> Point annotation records
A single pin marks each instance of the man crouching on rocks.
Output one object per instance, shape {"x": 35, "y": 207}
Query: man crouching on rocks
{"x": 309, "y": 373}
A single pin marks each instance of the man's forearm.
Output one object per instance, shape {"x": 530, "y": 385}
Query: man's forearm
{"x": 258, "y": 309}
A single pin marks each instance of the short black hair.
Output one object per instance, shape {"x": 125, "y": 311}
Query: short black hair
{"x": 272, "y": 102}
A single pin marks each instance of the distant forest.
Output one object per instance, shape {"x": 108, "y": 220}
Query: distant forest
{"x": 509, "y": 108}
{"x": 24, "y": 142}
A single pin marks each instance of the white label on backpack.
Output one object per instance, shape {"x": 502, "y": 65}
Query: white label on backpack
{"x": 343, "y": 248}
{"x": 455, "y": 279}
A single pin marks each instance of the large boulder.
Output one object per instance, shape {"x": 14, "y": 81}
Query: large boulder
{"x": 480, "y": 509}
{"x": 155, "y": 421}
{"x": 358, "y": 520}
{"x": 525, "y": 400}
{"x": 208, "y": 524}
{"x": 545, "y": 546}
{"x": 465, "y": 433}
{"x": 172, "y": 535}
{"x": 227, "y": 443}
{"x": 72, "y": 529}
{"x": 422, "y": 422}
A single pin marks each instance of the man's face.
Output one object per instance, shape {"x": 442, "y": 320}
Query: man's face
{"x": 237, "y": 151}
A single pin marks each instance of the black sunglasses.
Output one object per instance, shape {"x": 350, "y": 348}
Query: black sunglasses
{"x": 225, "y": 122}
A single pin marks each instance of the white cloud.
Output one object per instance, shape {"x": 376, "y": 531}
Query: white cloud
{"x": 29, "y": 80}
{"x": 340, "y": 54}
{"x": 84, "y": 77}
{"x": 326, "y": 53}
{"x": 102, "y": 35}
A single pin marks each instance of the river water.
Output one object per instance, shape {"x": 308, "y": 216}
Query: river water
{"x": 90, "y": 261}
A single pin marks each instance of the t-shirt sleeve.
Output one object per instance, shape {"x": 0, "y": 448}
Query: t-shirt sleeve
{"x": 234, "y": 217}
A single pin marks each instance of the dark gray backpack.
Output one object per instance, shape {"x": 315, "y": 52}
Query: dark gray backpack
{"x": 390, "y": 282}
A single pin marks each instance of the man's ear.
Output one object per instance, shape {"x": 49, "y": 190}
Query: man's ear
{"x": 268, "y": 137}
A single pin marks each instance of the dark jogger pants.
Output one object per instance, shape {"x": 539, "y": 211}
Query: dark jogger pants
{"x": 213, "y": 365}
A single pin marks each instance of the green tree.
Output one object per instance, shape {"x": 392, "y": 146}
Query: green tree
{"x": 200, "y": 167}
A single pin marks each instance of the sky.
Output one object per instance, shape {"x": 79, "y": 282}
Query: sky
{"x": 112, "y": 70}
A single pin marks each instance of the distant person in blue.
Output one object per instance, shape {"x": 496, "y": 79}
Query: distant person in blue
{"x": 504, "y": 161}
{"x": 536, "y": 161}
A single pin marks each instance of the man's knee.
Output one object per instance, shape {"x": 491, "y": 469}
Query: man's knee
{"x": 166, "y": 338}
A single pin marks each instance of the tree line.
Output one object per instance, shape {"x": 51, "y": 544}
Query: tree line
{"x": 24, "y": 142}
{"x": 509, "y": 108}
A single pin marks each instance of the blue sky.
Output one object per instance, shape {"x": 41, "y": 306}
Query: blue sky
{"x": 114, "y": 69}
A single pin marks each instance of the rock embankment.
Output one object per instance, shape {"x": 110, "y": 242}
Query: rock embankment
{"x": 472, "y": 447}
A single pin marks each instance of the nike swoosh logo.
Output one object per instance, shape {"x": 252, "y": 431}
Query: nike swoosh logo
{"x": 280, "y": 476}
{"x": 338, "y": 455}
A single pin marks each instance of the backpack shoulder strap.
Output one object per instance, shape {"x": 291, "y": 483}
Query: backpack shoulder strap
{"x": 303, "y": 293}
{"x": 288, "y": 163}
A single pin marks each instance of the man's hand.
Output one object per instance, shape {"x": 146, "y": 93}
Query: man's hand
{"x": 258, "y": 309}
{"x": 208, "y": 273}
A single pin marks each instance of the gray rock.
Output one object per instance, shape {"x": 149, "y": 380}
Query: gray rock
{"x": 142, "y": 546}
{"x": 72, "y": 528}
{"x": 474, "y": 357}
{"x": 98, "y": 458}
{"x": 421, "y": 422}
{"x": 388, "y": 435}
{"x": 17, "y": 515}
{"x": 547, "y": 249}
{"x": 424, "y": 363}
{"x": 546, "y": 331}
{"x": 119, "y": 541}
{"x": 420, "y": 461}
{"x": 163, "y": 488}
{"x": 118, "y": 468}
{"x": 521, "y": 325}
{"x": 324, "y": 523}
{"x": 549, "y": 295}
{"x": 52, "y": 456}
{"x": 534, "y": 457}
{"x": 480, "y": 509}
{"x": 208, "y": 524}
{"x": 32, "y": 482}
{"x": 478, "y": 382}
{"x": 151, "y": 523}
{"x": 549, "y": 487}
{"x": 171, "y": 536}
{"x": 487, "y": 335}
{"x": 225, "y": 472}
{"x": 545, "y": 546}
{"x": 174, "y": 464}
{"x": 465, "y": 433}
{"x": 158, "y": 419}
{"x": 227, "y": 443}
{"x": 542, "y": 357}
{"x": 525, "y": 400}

> SET TASK
Return every line of the material above, copied character for character with nothing altered or left out.

> SOLUTION TO THIS PROBLEM
A single pin marks each instance of the man crouching on rocks.
Output one object per instance, shape {"x": 35, "y": 207}
Query: man crouching on rocks
{"x": 309, "y": 373}
A single pin marks each instance of the man's forearm.
Output one object per instance, shape {"x": 530, "y": 385}
Query: man's forearm
{"x": 258, "y": 309}
A single pin marks each instance of the short black hair.
Output one object per instance, shape {"x": 125, "y": 311}
Query: short black hair
{"x": 272, "y": 102}
A single pin marks each instance of the distant forest.
Output one object per instance, shape {"x": 108, "y": 220}
Query: distant forest
{"x": 509, "y": 108}
{"x": 24, "y": 142}
A single pin marks each instance of the white label on backpack.
Output one object per instance, shape {"x": 502, "y": 65}
Query: white label on backpack
{"x": 343, "y": 248}
{"x": 455, "y": 279}
A single pin marks each instance of the large boulder.
Output one object per instance, shape {"x": 14, "y": 81}
Query: large boulder
{"x": 480, "y": 509}
{"x": 155, "y": 421}
{"x": 358, "y": 520}
{"x": 525, "y": 400}
{"x": 208, "y": 524}
{"x": 545, "y": 546}
{"x": 465, "y": 433}
{"x": 172, "y": 535}
{"x": 227, "y": 443}
{"x": 72, "y": 529}
{"x": 422, "y": 422}
A single pin marks each instance of the man's face.
Output one object per instance, shape {"x": 442, "y": 320}
Query: man's face
{"x": 237, "y": 151}
A single pin marks each instance of the black sunglasses.
Output one object per instance, shape {"x": 350, "y": 348}
Query: black sunglasses
{"x": 225, "y": 122}
A single pin marks each instance of the white cloud.
Output one object per instance, shape {"x": 376, "y": 531}
Query: white cloud
{"x": 29, "y": 80}
{"x": 340, "y": 54}
{"x": 84, "y": 77}
{"x": 326, "y": 53}
{"x": 102, "y": 35}
A single pin marks each instance of the river water.
Output one object per instance, shape {"x": 308, "y": 216}
Query: river water
{"x": 90, "y": 261}
A single pin marks each instance of the t-shirt sleeve.
Output one object per instance, shape {"x": 0, "y": 448}
Query: t-shirt sleeve
{"x": 234, "y": 217}
A single pin marks each instance of the dark gray backpack.
Output one object per instance, shape {"x": 315, "y": 52}
Query: dark gray backpack
{"x": 390, "y": 282}
A single pin marks each instance of the man's ear.
Output one object per instance, shape {"x": 49, "y": 190}
Query: man's ear
{"x": 268, "y": 137}
A single pin marks each instance of the dark jogger pants.
Output one object per instance, shape {"x": 539, "y": 211}
Query: dark jogger pants
{"x": 213, "y": 365}
A single pin marks each instance of the green tree.
Output one object per instance, shape {"x": 392, "y": 146}
Query: green tree
{"x": 200, "y": 167}
A single pin marks each instance of the sky.
Output one object per instance, shape {"x": 79, "y": 282}
Query: sky
{"x": 112, "y": 70}
A single pin marks each instance of the distant person in blue.
Output one object per instance, shape {"x": 496, "y": 79}
Query: distant person in blue
{"x": 504, "y": 161}
{"x": 536, "y": 161}
A single pin marks each instance of the man's knee.
Output one object per instance, shape {"x": 491, "y": 469}
Query: man's knee
{"x": 166, "y": 338}
A single pin marks each instance of the tree line.
Output one object per instance, shape {"x": 51, "y": 544}
Query: tree line
{"x": 24, "y": 142}
{"x": 509, "y": 108}
A single pin marks each instance of the blue sky.
Output one object per instance, shape {"x": 41, "y": 306}
Query: blue sky
{"x": 114, "y": 69}
A single pin marks each instance of the rock embankment.
Output one object per instance, shape {"x": 110, "y": 242}
Query: rock embankment
{"x": 472, "y": 447}
A single pin marks each instance of the nike swoosh logo.
Output one object per instance, shape {"x": 252, "y": 431}
Query: nike swoosh logo
{"x": 280, "y": 476}
{"x": 338, "y": 455}
A single pin marks each instance of the backpack shoulder strap.
Output one object per instance, shape {"x": 291, "y": 483}
Query: backpack shoulder strap
{"x": 303, "y": 293}
{"x": 288, "y": 163}
A single pin marks each instance of the man's hand.
Output one object per instance, shape {"x": 146, "y": 93}
Query: man's hand
{"x": 258, "y": 309}
{"x": 208, "y": 273}
A single pin marks each instance of the gray rock.
Output one object per instance, shape {"x": 149, "y": 380}
Query: gray rock
{"x": 142, "y": 546}
{"x": 72, "y": 528}
{"x": 474, "y": 357}
{"x": 98, "y": 458}
{"x": 421, "y": 422}
{"x": 388, "y": 435}
{"x": 17, "y": 515}
{"x": 547, "y": 249}
{"x": 424, "y": 363}
{"x": 546, "y": 331}
{"x": 119, "y": 541}
{"x": 420, "y": 461}
{"x": 163, "y": 488}
{"x": 118, "y": 468}
{"x": 521, "y": 325}
{"x": 324, "y": 523}
{"x": 549, "y": 295}
{"x": 52, "y": 456}
{"x": 534, "y": 457}
{"x": 480, "y": 509}
{"x": 208, "y": 524}
{"x": 32, "y": 482}
{"x": 478, "y": 382}
{"x": 151, "y": 523}
{"x": 549, "y": 487}
{"x": 171, "y": 536}
{"x": 487, "y": 335}
{"x": 225, "y": 472}
{"x": 545, "y": 546}
{"x": 174, "y": 464}
{"x": 465, "y": 433}
{"x": 158, "y": 419}
{"x": 227, "y": 443}
{"x": 542, "y": 357}
{"x": 525, "y": 400}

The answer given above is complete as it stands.